== Records supplied
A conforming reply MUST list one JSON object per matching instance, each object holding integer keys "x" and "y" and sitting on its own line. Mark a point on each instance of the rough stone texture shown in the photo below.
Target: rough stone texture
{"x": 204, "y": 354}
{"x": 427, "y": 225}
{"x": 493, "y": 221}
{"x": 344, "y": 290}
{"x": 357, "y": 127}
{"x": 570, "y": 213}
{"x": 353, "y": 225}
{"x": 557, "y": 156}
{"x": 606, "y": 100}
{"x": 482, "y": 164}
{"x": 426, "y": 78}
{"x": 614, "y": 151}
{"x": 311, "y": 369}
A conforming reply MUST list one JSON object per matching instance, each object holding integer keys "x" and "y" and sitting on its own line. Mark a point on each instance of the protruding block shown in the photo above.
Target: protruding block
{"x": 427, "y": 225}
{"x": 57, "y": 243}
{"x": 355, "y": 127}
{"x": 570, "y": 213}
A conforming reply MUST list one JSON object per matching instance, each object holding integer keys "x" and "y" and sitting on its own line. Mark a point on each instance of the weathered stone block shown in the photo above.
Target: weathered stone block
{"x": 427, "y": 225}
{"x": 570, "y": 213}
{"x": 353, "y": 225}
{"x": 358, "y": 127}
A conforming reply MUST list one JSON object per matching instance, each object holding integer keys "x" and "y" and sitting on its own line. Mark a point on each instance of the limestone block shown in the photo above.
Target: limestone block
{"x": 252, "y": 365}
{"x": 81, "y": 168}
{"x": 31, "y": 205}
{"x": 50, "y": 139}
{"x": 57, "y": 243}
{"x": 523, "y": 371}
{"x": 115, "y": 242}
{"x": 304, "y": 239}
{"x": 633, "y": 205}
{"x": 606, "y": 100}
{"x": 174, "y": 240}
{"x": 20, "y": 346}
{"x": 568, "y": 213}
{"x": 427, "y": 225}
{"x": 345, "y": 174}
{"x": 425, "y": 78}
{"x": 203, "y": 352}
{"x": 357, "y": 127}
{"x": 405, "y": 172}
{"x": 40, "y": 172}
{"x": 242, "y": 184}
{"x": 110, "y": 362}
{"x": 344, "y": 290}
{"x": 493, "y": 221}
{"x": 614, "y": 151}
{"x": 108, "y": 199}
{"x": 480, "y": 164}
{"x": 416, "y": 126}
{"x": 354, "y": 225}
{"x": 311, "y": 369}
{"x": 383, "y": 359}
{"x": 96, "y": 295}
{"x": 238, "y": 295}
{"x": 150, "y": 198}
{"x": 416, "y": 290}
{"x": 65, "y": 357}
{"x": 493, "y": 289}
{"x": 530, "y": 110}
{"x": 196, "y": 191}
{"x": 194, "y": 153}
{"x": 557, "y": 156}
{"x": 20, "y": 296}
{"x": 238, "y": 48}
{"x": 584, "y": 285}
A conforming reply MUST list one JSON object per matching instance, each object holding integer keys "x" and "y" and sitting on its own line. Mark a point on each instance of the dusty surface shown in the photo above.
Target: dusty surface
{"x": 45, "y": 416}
====
# Set task:
Can you rewrite the stretch of entries from the line containing "surface shown in the photo above." through the end of the entries, request included, with each x and y coordinate in the answers shifted up by 63?

# Result of the task:
A conforming reply MUST list one JSON object per matching instance, each object holding integer keys "x" and "y" and sitting on its own line. Mark a point on each instance of the dusty surface shown in the photo above.
Target: dusty surface
{"x": 108, "y": 479}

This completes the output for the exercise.